Given the entries below, copy each of them out exactly.

> [PROVIDED DATA]:
------------------------------------------------

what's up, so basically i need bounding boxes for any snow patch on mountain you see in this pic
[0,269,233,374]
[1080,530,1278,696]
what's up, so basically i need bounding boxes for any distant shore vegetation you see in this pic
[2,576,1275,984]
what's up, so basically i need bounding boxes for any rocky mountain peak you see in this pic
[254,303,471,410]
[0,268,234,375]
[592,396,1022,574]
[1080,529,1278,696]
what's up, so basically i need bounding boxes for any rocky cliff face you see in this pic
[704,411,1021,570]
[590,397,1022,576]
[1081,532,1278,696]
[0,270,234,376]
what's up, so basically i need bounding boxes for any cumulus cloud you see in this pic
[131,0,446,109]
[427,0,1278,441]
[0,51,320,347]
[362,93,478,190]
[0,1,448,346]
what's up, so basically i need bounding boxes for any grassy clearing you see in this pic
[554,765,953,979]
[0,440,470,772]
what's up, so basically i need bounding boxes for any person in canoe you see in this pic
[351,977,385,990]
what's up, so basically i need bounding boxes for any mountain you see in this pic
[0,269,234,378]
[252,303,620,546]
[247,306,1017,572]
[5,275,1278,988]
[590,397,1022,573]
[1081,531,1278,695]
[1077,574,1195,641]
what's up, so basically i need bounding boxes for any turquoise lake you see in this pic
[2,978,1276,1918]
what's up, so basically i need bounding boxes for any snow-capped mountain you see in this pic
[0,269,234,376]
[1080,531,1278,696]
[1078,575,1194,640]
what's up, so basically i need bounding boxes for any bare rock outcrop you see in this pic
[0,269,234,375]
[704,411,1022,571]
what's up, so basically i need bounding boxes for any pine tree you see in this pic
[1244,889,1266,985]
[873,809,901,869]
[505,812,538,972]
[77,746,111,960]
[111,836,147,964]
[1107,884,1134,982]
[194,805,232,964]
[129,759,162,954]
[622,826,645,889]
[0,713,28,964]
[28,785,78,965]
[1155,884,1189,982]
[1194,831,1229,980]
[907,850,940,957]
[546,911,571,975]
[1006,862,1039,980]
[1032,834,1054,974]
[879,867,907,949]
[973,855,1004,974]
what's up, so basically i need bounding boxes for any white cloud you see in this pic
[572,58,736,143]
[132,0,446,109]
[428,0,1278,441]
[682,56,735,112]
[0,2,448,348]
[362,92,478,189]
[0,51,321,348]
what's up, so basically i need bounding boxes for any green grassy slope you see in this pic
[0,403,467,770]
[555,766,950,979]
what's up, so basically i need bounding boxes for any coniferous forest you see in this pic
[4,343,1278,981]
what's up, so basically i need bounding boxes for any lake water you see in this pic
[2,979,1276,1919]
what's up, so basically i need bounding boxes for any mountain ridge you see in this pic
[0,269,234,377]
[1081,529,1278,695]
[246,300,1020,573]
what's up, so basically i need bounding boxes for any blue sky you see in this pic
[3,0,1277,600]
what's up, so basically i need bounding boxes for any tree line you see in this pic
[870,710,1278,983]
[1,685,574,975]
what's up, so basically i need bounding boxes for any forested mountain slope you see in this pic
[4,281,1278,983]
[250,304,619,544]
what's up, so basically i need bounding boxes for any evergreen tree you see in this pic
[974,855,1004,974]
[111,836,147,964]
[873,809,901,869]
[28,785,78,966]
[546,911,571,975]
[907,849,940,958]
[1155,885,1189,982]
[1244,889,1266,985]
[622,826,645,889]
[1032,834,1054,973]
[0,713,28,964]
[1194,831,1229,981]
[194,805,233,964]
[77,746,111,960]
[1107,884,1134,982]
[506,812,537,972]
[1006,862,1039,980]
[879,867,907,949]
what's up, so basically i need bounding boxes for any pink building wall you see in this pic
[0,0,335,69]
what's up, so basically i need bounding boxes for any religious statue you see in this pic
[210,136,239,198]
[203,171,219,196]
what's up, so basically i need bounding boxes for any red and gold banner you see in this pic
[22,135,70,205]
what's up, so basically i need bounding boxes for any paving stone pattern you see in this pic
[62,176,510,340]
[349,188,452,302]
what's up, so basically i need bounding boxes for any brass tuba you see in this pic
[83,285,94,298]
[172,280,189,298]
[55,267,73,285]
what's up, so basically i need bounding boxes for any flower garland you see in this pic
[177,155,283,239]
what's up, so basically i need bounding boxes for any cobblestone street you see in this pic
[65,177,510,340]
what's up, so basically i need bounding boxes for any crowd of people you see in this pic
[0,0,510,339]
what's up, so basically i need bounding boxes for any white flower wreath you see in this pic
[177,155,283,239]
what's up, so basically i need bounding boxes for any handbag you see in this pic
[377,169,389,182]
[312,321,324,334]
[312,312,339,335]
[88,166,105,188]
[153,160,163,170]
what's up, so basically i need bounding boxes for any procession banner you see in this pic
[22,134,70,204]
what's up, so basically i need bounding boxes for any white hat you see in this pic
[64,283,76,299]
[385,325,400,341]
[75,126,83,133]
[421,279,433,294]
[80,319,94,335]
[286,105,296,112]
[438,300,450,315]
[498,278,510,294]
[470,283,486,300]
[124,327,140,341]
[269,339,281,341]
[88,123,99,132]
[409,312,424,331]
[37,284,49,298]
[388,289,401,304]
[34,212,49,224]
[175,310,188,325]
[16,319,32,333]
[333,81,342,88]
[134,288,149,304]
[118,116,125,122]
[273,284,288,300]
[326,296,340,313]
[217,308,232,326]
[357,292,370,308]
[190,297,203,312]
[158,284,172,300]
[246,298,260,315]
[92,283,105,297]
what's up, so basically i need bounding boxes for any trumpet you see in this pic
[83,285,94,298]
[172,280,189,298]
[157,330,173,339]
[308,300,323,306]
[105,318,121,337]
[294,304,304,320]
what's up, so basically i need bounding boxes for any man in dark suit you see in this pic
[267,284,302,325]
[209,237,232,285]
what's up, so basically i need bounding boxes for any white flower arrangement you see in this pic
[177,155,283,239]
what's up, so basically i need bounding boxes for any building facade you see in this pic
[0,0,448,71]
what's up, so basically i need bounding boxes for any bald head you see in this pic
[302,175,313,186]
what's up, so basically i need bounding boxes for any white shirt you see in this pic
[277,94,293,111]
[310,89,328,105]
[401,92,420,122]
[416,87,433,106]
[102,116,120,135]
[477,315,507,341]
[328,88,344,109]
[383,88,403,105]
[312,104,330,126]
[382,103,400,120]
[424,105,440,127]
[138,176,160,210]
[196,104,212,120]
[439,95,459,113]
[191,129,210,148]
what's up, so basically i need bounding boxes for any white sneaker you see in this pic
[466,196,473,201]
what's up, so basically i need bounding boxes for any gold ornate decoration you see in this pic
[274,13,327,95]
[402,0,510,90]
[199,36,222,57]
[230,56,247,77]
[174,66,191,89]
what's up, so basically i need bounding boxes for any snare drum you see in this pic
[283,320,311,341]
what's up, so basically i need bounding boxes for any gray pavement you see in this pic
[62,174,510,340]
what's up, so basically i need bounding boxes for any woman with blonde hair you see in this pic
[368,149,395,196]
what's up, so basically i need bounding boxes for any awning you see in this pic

------------------------------------------------

> [RESPONSE TO THE TASK]:
what's up, so basically i need bounding boxes for any snow patch on mountain you see in this pic
[0,269,233,374]
[1080,530,1278,696]
what's up, so basically i need bounding boxes for any distant shore vegetation you see in this pic
[2,576,1275,984]
what's up, so basically i need bounding boxes for any rocky mountain peak you see in this pic
[254,303,471,410]
[0,268,234,375]
[592,396,1022,574]
[1080,529,1278,696]
what's up, so basically i need bounding boxes for any rocky cliff face you see in this pic
[704,411,1021,570]
[590,397,1022,576]
[1081,532,1278,696]
[0,270,234,376]
what's up, so basically i need bounding boxes for any cumulus cloud you see in this pic
[131,0,446,109]
[427,0,1278,441]
[0,51,320,347]
[362,93,478,190]
[0,1,448,346]
what's up, so basically i need bounding boxes for any grassy clearing you see in this pic
[554,765,953,979]
[0,440,470,772]
what's up, so basically i need bounding boxes for any person in canoe you see in this pic
[351,977,385,990]
what's up, so basically i need bounding boxes for any mountain you see in this pic
[0,269,234,378]
[252,303,620,546]
[247,306,1017,572]
[5,275,1278,988]
[590,397,1022,573]
[1081,531,1278,695]
[1077,574,1195,641]
what's up, so basically i need bounding boxes for any turquoise lake you see in this pic
[2,978,1276,1918]
what's up, so basically i need bounding boxes for any snow-capped mountain you see in this pic
[0,269,234,376]
[1080,531,1278,696]
[1078,575,1194,640]
what's up, so basically i need bounding boxes for any bare rock outcrop you see in this pic
[0,269,234,375]
[704,411,1022,571]
what's up, so basically i need bounding boxes for any pine tree you see in this pic
[1244,889,1266,985]
[873,809,901,869]
[505,812,538,972]
[77,746,111,960]
[111,836,147,964]
[1107,884,1134,982]
[194,805,232,964]
[129,759,162,954]
[622,826,645,889]
[0,713,28,964]
[28,785,78,965]
[1155,884,1189,982]
[1194,831,1229,980]
[907,850,940,957]
[546,911,571,975]
[1006,862,1039,980]
[1032,834,1054,974]
[879,867,907,949]
[973,855,1004,974]
what's up, so basically i need bounding boxes for any white cloud you see in this pic
[572,58,736,143]
[132,0,446,109]
[428,0,1278,441]
[682,56,735,112]
[0,2,448,348]
[362,92,478,189]
[0,51,321,348]
what's up, so basically i need bounding boxes for any green grassy slope you see in this pic
[0,403,467,770]
[555,766,950,979]
what's up, so basically i need bounding boxes for any coniferous forest you see in this pic
[4,343,1278,981]
what's up, so basically i need bounding boxes for any lake water you see in this pic
[2,979,1276,1919]
what's up, so basically i need bounding boxes for any mountain ridge you see in this pic
[0,269,234,377]
[1081,529,1278,695]
[246,300,1020,573]
what's up, so basically i need bounding boxes for any blue sky you see in this pic
[3,0,1277,600]
what's up, so basically i need bounding boxes for any tree line you see in this pic
[870,710,1278,983]
[1,685,574,975]
what's up, so basically i need bounding boxes for any forested mountain slope you see in this pic
[4,281,1278,983]
[250,304,619,544]
what's up, so basically i need bounding boxes for any evergreen tree you see in this pic
[974,855,1004,974]
[111,836,147,964]
[873,809,901,869]
[28,785,78,966]
[546,911,571,975]
[907,849,940,958]
[1155,885,1189,982]
[1244,889,1266,985]
[622,826,645,889]
[1032,834,1054,973]
[0,713,28,964]
[1194,831,1229,981]
[194,805,233,964]
[77,746,111,960]
[1107,884,1134,982]
[506,812,537,972]
[1006,862,1039,980]
[879,867,907,949]
what's up, so basically i need bounding boxes for any pink building wall you see in this pic
[0,0,335,69]
what's up, so basically i need bounding boxes for any religious statue you see in this pic
[210,136,239,198]
[203,171,219,196]
what's up, so basically i need bounding boxes for any red and gold banner you see in this pic
[22,135,70,205]
what's up, so basically i need bounding boxes for any paving stone pattern you see in this pic
[62,176,510,340]
[349,188,452,302]
what's up, so basically i need bounding boxes for any brass tuba you see in this pic
[83,285,94,298]
[172,280,189,298]
[55,267,73,285]
what's up, so basically i need bounding boxes for any flower garland you see in this pic
[177,155,283,239]
what's up, so basically i need bounding boxes for any cobblestone street you see in this pic
[65,177,510,340]
what's up, so basically i need bounding boxes for any crowd of people you see in this pic
[0,0,510,339]
what's up, so basically i need bounding boxes for any white flower wreath you see in this pic
[177,155,283,239]
what's up, so basically i need bounding boxes for any handbag you see in this pic
[377,169,389,182]
[312,321,324,334]
[312,312,339,335]
[88,166,105,188]
[153,160,163,170]
what's up, so basically i need bounding boxes for any procession banner you see in this pic
[22,134,70,204]
what's up, so basically i need bounding boxes for any white hat you see in this pic
[64,283,76,299]
[385,325,400,341]
[75,126,83,133]
[421,279,433,294]
[80,319,94,335]
[286,105,296,112]
[438,300,450,315]
[498,278,510,294]
[470,283,486,300]
[124,327,140,341]
[269,339,281,341]
[88,123,99,132]
[409,312,424,331]
[37,284,49,298]
[388,289,401,304]
[34,212,49,224]
[175,310,188,325]
[16,319,32,333]
[333,81,342,88]
[134,288,149,304]
[118,116,125,122]
[273,284,288,300]
[326,296,340,313]
[217,308,232,326]
[357,292,370,308]
[190,297,203,312]
[158,284,172,300]
[246,298,260,315]
[92,283,105,297]
what's up, so basically i need bounding boxes for any trumpet you see in this pic
[83,285,94,298]
[172,280,189,298]
[157,330,173,339]
[308,300,323,306]
[105,318,121,337]
[294,304,304,320]
what's up, so basically i need bounding boxes for any man in dark suit you see in this pic
[267,284,302,325]
[209,237,232,285]
what's up, so basically i need bounding boxes for any white flower arrangement you see in this pic
[177,155,283,239]
what's up, so basically i need bounding boxes for any building facade you see in this pic
[0,0,448,71]
what's up, so basically i need bounding boxes for any bald head you see in this pic
[302,175,313,186]
what's up, so basically i need bounding boxes for any white shirt you see in this pic
[277,94,293,111]
[310,89,328,105]
[401,92,420,122]
[416,87,433,106]
[102,116,120,135]
[477,315,507,341]
[328,88,344,109]
[383,88,403,105]
[312,104,330,126]
[382,103,400,120]
[424,105,440,127]
[138,176,160,210]
[196,104,212,120]
[439,95,459,113]
[191,129,210,148]
what's up, so basically i need bounding boxes for any white sneaker you see in this pic
[466,196,473,201]
what's up, so basically i need bounding boxes for any gold ornate decoration you see in this pic
[274,13,327,95]
[402,0,510,90]
[199,36,222,57]
[230,56,247,77]
[174,66,191,89]
what's up, so basically i need bounding boxes for any snare drum you see in this pic
[283,320,311,341]
what's up, so basically i need bounding boxes for any gray pavement you see in this pic
[62,174,510,340]
what's up, so basically i need bounding boxes for any woman with blonde hair you see in this pic
[368,149,395,196]
what's up, so basically i need bounding boxes for any awning you see in this pic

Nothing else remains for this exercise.